#### Records provided:
↓↓↓
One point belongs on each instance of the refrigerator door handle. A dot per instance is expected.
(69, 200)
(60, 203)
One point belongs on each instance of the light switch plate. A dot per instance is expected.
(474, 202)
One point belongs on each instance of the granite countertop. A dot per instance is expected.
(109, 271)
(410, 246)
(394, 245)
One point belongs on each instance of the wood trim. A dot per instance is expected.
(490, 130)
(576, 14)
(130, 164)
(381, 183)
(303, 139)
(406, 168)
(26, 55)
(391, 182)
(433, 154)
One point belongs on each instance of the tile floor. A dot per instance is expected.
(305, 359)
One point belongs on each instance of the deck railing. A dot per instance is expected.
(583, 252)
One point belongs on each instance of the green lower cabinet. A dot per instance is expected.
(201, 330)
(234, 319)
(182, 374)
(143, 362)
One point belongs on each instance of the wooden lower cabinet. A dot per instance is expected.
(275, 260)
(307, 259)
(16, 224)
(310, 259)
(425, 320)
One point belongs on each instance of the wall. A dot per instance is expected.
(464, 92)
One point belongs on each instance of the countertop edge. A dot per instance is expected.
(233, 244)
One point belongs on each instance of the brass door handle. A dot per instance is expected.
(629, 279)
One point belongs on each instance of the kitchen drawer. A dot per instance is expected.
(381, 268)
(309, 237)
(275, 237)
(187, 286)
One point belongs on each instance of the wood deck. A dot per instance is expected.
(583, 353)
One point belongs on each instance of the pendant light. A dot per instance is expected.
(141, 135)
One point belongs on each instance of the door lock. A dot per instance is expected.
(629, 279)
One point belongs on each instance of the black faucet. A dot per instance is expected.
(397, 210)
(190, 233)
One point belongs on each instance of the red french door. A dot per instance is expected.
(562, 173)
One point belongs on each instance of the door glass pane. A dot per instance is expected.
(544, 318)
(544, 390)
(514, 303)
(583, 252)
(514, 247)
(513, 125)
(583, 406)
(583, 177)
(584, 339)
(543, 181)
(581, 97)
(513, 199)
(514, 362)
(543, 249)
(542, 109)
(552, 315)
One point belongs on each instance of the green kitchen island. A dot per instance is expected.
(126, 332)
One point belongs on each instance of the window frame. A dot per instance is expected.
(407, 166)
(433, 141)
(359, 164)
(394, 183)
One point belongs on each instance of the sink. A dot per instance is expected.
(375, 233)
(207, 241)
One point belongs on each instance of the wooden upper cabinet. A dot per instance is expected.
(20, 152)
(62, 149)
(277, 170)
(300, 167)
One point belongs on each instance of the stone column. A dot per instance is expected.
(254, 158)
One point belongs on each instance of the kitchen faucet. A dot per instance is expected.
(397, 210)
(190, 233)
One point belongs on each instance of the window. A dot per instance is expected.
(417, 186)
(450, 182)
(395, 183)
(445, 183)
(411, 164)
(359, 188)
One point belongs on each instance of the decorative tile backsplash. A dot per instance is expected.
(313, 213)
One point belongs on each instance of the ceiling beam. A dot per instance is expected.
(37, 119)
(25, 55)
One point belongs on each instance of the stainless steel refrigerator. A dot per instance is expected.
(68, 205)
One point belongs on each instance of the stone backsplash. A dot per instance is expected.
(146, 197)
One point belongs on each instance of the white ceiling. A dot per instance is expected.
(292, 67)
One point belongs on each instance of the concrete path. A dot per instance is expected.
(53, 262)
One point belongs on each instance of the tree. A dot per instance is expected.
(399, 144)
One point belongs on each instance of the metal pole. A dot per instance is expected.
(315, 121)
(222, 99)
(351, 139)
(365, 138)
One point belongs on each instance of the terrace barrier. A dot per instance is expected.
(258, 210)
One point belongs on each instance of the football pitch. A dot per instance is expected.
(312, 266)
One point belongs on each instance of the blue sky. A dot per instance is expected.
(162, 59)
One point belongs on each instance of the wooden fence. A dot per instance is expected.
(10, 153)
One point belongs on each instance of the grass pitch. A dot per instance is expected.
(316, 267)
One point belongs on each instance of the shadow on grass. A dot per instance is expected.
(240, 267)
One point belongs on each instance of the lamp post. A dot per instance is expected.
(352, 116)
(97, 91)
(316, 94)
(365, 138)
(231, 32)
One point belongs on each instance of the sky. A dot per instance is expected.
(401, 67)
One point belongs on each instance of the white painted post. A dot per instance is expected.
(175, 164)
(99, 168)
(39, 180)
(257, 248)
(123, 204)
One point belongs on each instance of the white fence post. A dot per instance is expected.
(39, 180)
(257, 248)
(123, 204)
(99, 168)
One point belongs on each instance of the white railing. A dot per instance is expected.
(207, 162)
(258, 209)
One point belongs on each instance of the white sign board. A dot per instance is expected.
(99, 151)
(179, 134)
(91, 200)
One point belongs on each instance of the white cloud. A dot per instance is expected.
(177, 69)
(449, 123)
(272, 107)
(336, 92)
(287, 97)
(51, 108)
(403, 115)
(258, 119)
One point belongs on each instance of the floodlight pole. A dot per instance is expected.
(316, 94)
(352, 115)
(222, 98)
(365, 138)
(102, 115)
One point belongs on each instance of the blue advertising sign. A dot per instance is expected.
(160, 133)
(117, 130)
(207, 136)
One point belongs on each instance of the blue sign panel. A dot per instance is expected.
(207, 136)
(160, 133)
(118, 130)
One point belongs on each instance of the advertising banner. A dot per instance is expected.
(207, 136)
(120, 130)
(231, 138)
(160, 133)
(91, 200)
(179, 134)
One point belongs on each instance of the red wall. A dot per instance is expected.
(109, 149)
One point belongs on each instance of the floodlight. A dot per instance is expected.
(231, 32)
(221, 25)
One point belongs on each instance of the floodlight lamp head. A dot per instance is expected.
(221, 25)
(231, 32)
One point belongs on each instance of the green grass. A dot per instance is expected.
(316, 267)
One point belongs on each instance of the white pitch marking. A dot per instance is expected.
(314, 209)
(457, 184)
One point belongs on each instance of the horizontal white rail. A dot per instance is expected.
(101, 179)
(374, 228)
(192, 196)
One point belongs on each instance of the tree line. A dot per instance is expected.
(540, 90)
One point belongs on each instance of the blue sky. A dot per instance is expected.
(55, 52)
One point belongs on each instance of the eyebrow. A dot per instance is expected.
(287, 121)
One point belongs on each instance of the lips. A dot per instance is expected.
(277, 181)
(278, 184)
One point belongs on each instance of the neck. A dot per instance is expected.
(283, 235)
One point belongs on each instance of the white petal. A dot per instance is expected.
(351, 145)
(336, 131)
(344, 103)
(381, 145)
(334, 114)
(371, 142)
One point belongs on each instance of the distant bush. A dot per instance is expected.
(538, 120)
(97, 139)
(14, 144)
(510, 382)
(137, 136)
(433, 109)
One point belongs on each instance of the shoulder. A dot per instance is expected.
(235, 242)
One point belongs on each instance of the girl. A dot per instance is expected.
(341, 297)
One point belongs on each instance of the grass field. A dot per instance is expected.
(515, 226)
↑↑↑
#### What you need to do:
Start at the line containing "One point belongs on each instance of the shoulder." and print each line exactly until the listing ends, keeping the final line too.

#### Answer to this task:
One point belongs on each instance of the shoulder. A dot per instance is expected.
(235, 242)
One point belongs on each instance of the girl. A dot per instance is expected.
(341, 297)
One point belongs on each instance of the grass field. A dot per instance is expected.
(515, 226)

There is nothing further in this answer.